- _COMPITI_:
- 1) Ricopia dal brano sulla nascita di Gesù la parte che comincia con "Ma c’è un secondo" e prosegue fino a "nasce per me?".
- 2) Rispondi a queste domande sul brano sulla nascita di Gesù:
(a) In quale luogo si manifesta l'evento divino?
(b) Attraverso chi parla ora Dio a noi?
(c) Quale santo viene citato per rispondere alla domanda su cosa ci viene da questa nascita?

***** BRANO ESTRATTO *****

Ma c’è un secondo annunzio, connesso a questo
primo, che si accompagna a questa rivelazione che oggi vogliamo
riscoprire o forse scoprire per la prima volta. E cioè che questo
evento divino che si manifesta a Nazareth, questo bambino che nasce
e che abbiamo visto essere non un bambino qualunque ma la presenza
di Dio stesso sulla terra e in forma umana, ha qualcosa da dirci.
Anzi, dobbiamo dire di più: non solo ha qualcosa da dirci ma è Lui
stesso Parola. Dio ora parla a noi attraverso il Figlio. Gesù
Bambino che nasce oggi è Parola rivolta all’umanità intera e, in
particolare, a ciascuno di noi. E cosa ci dice questa parola? Ci
dice: io nasco per te! Come un giorno morirò per te, così io oggi
nasco per te. Ma chiediamoci: cosa vuol dire che Gesù nasce per me?
Che cosa viene a me, che guadagno ne ho io da questa nascita? Ancora
san Giovanni ci risponde: “Venne fra i suoi, e i suoi non l’hanno
accolto. A quanti però l’hanno accolto ha dato potere di diventare
figli di Dio.” Ancora, che parole potenti, straordinarie, cari
fratelli: oggi ci viene dato il potere di diventare figli di Dio.

***** MATERIALE FORNITO *****

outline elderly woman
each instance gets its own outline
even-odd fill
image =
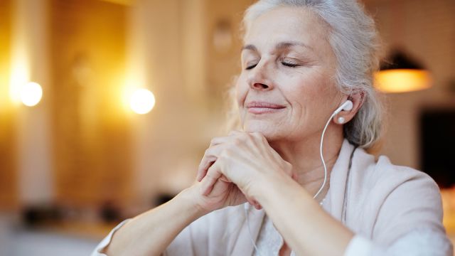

*****

- _SOLUZIONI_:
- 1)
Ma c’è un secondo annunzio, connesso a questo
primo, che si accompagna a questa rivelazione che oggi vogliamo
riscoprire o forse scoprire per la prima volta. E cioè che questo
evento divino che si manifesta a Nazareth, questo bambino che nasce
e che abbiamo visto essere non un bambino qualunque ma la presenza
di Dio stesso sulla terra e in forma umana, ha qualcosa da dirci.
Anzi, dobbiamo dire di più: non solo ha qualcosa da dirci ma è Lui
stesso Parola. Dio ora parla a noi attraverso il Figlio. Gesù
Bambino che nasce oggi è Parola rivolta all’umanità intera e, in
particolare, a ciascuno di noi. E cosa ci dice questa parola? Ci
dice: io nasco per te! Come un giorno morirò per te, così io oggi
nasco per te. Ma chiediamoci: cosa vuol dire che Gesù nasce per me?

- 2)
(a) A Nazareth.
(b) Attraverso il Figlio.
(c) San Giovanni.